## Begin Records supplied

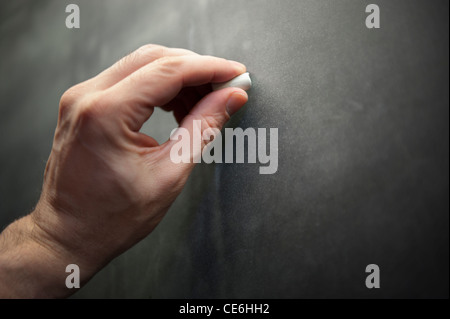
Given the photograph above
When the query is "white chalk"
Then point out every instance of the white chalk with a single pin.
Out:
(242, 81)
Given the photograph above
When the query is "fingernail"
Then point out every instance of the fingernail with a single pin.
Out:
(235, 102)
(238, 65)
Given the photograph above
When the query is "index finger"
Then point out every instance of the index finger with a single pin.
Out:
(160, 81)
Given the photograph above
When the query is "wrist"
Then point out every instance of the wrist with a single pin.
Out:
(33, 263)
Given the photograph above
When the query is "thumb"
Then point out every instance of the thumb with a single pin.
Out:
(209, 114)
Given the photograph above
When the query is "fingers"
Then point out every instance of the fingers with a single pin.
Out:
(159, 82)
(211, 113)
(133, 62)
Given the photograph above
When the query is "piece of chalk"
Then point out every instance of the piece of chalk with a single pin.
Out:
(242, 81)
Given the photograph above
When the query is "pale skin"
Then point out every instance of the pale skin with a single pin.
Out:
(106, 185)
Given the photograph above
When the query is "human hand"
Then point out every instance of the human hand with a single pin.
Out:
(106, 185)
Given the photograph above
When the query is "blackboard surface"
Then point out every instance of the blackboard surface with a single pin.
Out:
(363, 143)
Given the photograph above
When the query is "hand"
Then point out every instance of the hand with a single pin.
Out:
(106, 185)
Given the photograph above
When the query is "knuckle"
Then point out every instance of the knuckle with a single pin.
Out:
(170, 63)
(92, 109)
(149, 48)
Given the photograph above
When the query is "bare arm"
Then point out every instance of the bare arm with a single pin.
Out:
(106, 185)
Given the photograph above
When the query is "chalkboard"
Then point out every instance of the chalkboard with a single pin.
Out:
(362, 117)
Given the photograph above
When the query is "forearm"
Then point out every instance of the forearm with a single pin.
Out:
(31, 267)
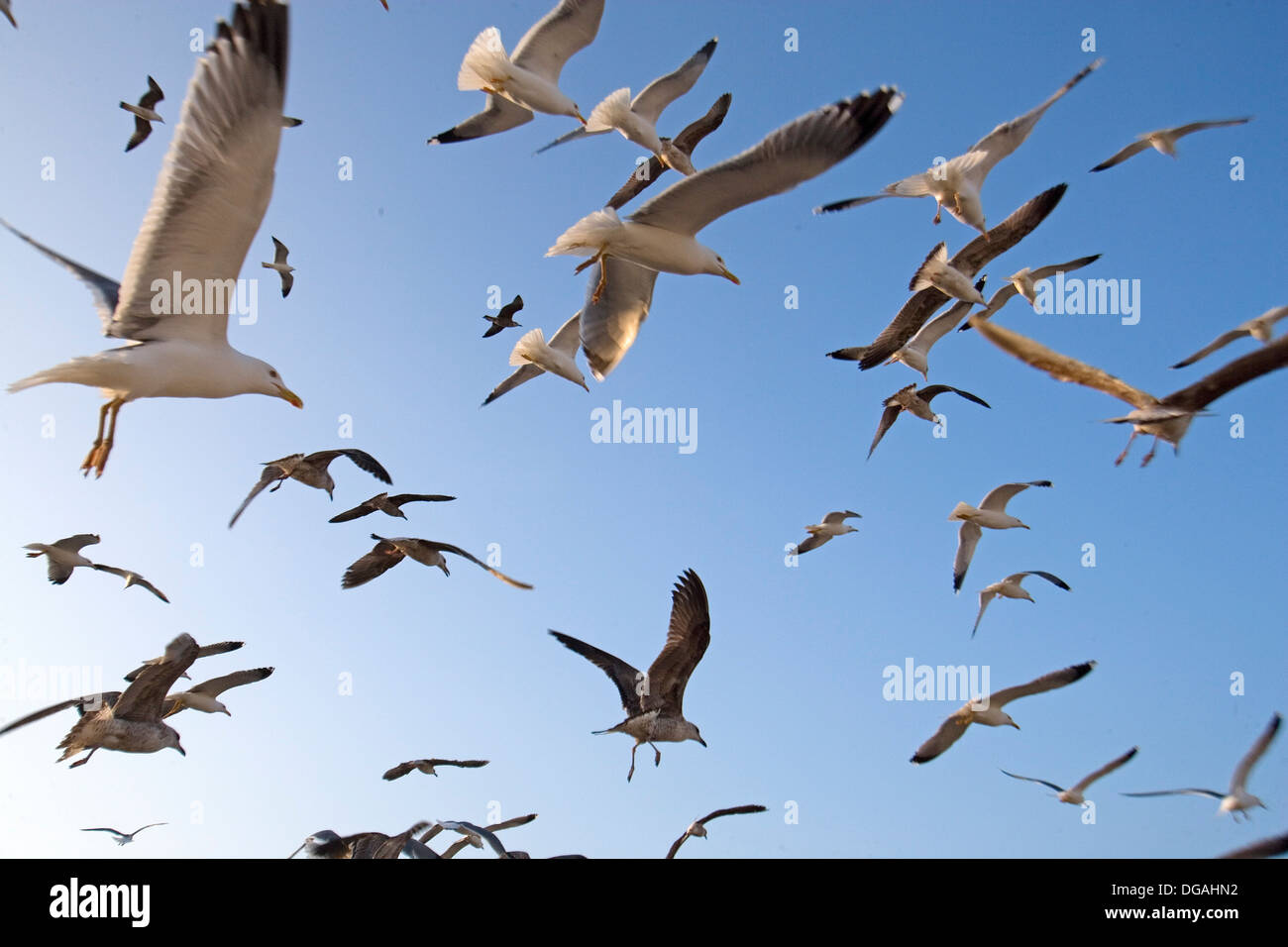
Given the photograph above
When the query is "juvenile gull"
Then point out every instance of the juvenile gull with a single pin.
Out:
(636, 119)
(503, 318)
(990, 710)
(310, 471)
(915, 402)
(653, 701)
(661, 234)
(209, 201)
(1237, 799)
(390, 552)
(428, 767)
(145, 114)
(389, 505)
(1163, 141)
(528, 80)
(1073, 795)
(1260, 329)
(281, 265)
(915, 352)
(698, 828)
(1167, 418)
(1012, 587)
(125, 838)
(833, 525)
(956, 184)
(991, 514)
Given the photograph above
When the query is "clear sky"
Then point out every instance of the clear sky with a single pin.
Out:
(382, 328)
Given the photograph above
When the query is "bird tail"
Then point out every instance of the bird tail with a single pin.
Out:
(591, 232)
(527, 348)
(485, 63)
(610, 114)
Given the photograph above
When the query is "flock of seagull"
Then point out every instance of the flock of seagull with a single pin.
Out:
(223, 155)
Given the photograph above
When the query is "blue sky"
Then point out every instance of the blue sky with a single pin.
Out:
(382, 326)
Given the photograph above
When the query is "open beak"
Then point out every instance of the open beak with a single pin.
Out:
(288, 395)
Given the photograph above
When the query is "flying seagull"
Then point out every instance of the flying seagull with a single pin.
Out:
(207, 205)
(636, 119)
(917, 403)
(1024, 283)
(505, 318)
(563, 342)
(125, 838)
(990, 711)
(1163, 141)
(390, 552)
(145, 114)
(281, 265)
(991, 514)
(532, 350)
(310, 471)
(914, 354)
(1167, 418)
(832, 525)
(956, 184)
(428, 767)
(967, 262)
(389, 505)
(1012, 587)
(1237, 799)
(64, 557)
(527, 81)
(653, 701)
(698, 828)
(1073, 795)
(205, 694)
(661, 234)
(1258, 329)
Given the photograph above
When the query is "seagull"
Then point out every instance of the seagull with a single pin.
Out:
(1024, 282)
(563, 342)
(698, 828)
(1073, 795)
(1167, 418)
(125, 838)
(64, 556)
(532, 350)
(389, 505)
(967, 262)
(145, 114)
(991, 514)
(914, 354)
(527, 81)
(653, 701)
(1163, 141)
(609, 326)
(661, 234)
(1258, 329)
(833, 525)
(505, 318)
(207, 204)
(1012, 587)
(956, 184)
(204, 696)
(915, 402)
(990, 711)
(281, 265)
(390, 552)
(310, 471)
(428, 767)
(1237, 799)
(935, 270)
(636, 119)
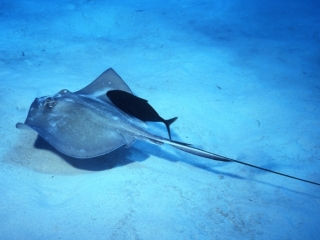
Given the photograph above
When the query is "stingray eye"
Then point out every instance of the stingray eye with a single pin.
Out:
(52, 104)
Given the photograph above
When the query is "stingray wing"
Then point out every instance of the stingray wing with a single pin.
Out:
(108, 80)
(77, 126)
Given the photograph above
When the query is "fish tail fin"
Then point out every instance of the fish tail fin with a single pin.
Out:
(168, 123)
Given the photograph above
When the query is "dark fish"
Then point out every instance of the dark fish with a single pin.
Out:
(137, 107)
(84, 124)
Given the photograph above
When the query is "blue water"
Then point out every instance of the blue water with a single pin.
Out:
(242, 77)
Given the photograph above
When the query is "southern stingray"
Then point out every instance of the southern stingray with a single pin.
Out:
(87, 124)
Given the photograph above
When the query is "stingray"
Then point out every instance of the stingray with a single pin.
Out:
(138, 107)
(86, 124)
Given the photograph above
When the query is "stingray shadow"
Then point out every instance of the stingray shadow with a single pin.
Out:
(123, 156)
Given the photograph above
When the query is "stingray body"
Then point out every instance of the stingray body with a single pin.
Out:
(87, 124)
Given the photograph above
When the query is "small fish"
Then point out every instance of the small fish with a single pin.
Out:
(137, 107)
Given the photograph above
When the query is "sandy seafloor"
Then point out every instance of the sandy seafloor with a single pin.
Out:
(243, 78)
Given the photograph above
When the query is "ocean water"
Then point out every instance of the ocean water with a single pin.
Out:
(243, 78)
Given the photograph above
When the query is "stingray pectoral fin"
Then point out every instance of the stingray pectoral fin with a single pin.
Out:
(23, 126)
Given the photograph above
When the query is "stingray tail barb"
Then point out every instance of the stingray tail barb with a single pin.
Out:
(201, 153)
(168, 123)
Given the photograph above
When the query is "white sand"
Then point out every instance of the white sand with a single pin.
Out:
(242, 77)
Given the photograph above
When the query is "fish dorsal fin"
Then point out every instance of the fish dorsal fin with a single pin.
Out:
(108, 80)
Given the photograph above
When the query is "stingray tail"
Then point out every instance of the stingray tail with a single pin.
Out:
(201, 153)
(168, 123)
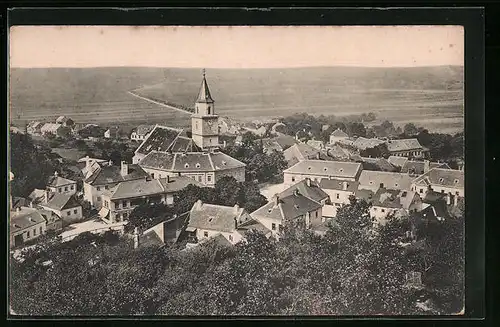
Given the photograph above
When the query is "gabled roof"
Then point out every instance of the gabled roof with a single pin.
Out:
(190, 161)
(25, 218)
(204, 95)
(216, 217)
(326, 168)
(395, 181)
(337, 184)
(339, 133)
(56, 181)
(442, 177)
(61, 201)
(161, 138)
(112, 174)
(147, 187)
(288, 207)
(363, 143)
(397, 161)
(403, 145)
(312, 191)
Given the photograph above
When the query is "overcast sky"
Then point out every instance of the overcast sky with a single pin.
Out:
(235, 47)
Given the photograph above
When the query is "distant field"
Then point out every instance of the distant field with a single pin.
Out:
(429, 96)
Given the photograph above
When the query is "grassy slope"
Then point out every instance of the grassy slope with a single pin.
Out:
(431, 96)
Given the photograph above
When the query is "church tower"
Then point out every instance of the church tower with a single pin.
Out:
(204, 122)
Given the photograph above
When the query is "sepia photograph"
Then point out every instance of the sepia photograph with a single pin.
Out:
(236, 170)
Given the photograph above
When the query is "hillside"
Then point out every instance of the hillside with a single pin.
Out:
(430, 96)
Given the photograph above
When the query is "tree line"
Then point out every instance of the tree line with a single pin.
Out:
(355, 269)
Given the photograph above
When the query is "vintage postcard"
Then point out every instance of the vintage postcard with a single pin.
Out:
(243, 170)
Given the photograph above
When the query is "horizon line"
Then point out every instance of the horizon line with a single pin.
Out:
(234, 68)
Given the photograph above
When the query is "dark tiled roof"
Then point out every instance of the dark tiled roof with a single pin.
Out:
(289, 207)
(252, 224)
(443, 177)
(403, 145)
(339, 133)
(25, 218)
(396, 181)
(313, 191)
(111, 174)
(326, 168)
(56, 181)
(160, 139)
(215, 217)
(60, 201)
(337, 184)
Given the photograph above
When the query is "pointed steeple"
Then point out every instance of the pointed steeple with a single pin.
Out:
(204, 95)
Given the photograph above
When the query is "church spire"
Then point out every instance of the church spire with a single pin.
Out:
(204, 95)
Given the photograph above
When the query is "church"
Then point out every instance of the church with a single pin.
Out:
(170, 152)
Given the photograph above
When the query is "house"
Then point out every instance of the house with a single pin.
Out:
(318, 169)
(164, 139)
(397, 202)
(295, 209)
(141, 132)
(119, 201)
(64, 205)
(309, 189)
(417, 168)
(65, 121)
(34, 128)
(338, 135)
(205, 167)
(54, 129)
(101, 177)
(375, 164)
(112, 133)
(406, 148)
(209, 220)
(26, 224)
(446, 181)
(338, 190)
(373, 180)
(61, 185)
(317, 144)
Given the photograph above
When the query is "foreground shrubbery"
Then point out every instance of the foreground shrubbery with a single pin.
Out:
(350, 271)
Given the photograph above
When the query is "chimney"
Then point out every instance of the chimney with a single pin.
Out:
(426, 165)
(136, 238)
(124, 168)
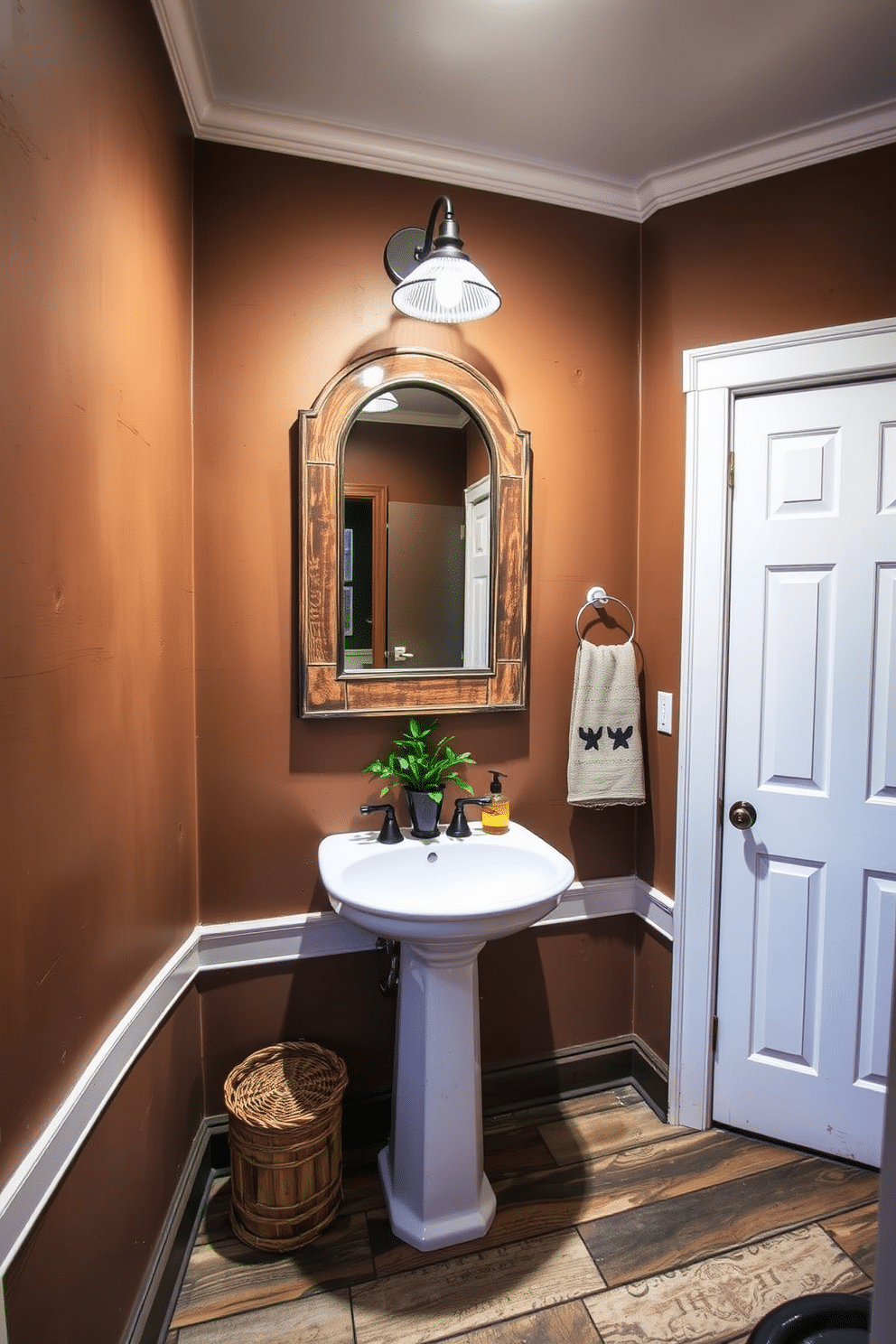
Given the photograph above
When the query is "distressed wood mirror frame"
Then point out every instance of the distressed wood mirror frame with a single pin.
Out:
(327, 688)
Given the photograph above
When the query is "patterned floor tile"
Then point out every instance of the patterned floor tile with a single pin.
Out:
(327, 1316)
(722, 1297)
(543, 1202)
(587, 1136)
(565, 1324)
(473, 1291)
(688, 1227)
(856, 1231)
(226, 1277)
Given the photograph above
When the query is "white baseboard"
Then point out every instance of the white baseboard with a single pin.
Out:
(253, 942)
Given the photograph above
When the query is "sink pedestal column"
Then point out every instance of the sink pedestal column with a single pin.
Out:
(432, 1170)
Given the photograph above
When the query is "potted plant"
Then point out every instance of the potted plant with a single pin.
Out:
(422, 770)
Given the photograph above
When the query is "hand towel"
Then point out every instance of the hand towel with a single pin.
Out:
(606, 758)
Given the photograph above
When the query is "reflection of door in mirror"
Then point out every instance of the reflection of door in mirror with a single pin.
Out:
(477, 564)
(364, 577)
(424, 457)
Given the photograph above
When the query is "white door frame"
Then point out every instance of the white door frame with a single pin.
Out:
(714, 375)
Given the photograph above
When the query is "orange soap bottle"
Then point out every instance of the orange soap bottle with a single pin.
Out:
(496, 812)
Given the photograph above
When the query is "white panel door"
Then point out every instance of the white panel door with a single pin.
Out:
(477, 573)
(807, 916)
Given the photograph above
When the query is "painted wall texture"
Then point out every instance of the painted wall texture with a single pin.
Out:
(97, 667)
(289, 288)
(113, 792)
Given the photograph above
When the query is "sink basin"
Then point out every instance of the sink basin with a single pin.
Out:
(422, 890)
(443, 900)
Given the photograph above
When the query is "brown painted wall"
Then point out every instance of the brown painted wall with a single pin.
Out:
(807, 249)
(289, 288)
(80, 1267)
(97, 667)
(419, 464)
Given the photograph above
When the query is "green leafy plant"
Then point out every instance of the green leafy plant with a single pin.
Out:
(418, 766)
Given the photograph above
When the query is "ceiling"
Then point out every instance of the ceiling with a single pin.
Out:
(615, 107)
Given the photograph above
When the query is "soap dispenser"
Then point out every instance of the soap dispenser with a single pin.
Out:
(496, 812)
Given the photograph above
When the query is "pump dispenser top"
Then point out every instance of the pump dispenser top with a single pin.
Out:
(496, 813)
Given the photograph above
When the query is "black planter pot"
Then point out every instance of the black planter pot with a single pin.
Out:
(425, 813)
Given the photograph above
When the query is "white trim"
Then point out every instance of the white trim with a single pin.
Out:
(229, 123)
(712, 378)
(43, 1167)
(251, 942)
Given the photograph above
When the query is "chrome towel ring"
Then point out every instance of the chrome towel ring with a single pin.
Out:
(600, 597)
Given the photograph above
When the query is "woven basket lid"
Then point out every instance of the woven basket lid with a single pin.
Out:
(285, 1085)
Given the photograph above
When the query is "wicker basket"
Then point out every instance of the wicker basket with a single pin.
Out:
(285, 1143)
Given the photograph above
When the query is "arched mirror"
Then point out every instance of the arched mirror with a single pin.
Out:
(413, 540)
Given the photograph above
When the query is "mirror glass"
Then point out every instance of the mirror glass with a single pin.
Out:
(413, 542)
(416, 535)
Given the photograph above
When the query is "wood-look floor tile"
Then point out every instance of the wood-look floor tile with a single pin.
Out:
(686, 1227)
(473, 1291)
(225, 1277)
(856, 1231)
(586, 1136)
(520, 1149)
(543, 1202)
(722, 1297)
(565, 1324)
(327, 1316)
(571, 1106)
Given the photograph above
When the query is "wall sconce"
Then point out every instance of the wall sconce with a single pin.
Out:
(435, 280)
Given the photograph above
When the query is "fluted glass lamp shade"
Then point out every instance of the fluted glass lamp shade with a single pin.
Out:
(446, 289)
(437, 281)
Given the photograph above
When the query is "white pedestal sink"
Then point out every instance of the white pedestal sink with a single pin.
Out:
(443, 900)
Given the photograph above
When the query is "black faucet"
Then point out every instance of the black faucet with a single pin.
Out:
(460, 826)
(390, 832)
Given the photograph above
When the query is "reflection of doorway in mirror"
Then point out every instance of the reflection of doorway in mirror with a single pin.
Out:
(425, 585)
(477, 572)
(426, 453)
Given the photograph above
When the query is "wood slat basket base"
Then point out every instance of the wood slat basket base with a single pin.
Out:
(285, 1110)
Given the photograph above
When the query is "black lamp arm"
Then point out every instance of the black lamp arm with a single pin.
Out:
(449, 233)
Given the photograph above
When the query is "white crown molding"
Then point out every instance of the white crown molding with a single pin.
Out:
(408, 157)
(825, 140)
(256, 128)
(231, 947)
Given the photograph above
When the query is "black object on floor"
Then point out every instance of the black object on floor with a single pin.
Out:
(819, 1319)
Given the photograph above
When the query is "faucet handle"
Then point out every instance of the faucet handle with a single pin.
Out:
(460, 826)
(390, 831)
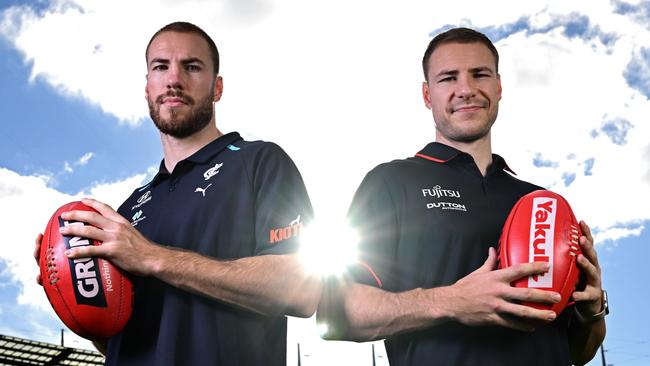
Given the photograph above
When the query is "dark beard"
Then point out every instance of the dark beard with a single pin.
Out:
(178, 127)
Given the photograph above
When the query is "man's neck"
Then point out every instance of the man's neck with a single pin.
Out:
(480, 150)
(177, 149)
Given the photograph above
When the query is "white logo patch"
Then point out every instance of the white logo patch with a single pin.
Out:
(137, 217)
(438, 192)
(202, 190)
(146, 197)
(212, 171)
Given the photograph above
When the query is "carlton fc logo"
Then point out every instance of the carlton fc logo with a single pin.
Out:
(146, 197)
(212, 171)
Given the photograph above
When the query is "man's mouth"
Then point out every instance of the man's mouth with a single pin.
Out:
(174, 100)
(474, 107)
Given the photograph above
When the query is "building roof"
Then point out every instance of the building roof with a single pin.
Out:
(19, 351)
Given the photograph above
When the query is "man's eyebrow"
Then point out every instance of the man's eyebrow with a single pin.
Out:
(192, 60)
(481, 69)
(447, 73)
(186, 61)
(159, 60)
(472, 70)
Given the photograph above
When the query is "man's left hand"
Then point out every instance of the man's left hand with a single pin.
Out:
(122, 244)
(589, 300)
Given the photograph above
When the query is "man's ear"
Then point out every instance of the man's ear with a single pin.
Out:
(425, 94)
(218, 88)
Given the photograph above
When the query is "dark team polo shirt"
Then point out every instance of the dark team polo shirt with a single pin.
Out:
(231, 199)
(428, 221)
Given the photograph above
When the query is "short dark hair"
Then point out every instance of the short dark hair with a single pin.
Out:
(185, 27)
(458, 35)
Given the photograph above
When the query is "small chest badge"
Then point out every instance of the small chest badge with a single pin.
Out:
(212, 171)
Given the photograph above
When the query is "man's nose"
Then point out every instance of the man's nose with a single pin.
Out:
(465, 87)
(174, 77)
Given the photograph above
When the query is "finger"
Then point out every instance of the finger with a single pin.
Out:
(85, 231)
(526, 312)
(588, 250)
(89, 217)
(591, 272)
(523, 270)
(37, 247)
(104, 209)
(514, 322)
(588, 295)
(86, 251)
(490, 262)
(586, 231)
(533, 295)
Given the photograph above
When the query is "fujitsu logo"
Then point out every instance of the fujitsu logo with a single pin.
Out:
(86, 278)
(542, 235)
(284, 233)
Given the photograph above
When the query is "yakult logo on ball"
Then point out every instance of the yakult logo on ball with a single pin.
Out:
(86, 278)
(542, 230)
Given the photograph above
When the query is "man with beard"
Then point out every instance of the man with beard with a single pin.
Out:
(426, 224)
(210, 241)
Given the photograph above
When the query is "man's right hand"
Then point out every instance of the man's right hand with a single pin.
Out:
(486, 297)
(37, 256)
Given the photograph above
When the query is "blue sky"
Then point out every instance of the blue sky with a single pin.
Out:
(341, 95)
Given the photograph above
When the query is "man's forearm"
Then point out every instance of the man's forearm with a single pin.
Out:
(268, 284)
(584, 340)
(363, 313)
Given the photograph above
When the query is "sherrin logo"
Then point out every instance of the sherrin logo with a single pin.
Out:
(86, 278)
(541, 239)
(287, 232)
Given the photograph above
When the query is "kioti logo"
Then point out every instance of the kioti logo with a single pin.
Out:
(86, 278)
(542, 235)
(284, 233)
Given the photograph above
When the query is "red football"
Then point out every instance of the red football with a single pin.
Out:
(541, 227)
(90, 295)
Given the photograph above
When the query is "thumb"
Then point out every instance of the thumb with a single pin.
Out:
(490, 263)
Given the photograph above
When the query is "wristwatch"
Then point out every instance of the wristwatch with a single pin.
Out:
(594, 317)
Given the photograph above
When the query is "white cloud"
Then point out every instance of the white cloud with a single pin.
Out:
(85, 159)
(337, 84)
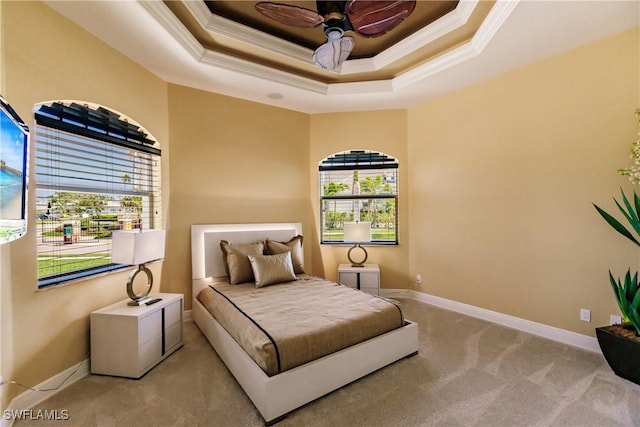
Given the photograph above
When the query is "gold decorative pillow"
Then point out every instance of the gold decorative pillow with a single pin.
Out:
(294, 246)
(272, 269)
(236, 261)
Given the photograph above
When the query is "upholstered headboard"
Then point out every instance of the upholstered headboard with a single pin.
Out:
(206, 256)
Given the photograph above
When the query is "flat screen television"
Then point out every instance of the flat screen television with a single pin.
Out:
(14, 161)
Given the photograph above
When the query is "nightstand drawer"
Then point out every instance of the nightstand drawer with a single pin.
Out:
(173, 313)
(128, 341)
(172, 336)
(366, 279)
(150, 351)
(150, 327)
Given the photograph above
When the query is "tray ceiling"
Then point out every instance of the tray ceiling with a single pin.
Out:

## End Records supplied

§ Written task
Extract each line from the rows above that contains the word "leafy".

§ Problem solution
When the query is "green leafy plant"
Then point out every instance of the green leafy plant with a single pin.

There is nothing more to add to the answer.